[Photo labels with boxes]
## START
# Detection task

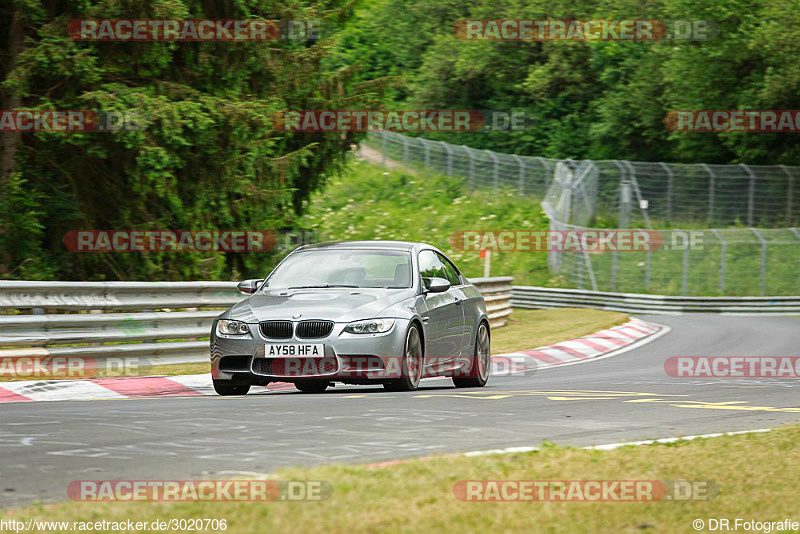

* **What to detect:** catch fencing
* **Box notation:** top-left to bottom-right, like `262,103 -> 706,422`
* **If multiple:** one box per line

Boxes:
## END
▶ _AIM_: Copy the entries above word for word, leaving out the pictures.

▶ _SOLVED PROBLEM_:
# Detection task


* **What to detect:** catch fencing
* **Box notation:** top-left to bottom-right, like `262,103 -> 706,422`
* **If multiple:** one box per line

Boxes:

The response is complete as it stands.